--- BEGIN ---

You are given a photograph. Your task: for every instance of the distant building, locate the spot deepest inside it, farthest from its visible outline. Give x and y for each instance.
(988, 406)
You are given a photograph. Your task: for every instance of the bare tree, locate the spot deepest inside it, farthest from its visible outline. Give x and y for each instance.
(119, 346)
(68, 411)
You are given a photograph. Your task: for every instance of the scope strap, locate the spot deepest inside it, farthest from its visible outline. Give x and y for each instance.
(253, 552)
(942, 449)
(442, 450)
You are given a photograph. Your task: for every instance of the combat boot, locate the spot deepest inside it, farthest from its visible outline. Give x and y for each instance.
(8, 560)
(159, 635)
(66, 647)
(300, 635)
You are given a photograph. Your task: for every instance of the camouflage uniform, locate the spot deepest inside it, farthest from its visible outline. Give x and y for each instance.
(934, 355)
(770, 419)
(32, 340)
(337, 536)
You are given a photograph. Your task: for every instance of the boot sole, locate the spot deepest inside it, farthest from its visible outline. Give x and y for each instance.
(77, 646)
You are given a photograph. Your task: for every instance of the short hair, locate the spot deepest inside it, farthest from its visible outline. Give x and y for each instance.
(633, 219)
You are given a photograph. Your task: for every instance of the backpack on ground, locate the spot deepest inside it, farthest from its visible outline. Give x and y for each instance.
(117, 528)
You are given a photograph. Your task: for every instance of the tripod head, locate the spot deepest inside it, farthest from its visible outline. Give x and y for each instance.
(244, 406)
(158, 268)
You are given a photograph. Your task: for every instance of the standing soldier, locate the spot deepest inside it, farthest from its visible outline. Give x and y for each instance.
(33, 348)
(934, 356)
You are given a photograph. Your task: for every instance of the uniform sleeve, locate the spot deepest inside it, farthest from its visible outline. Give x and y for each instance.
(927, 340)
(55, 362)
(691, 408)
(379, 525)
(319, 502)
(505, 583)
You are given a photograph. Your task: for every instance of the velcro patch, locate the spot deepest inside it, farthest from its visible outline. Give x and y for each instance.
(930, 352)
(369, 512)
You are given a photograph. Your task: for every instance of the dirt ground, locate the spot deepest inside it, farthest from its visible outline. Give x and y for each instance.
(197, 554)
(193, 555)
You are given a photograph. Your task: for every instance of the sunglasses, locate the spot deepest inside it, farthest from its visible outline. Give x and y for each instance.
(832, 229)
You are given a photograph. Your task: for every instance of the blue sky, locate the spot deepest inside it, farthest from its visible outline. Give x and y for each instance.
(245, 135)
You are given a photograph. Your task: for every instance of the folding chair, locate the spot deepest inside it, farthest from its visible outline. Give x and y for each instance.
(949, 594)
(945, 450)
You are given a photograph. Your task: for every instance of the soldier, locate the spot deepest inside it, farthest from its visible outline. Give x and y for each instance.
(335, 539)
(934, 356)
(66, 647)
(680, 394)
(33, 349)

--- END ---

- [What the exercise asks]
Copy out the material starting at the line containing "of the dirt" and ending at its final line, renaming "folding chair" to "camp chair" and leaving everything else unchanged.

- [The response]
You are given a photograph. Your task: for every instance of the dirt ground, locate the spot deepest inside it, farthest from its visible outline. Give x and y for each instance.
(197, 554)
(193, 555)
You are given a photograph. Your task: for every instance of the sunglasses, locate the spot deepest inside it, farthest from its visible outline. Give x and y for each instance.
(832, 229)
You are given a photograph. Your task: for every instance of the blue sky, locate the spot deepest inside it, farthest from its visible outline. Give x and y for each instance.
(245, 135)
You are given a photograph. Your task: for every instance of the camp chair, locate the spot deepest inside it, farthest from its visible outline. Give x and y for each instance.
(949, 594)
(945, 450)
You are given a photograph. Your task: for every instance of the soldier, locate the spot deepest inside it, farthest from its visible outline. Give x and y for each instance.
(335, 539)
(934, 356)
(66, 647)
(680, 394)
(33, 349)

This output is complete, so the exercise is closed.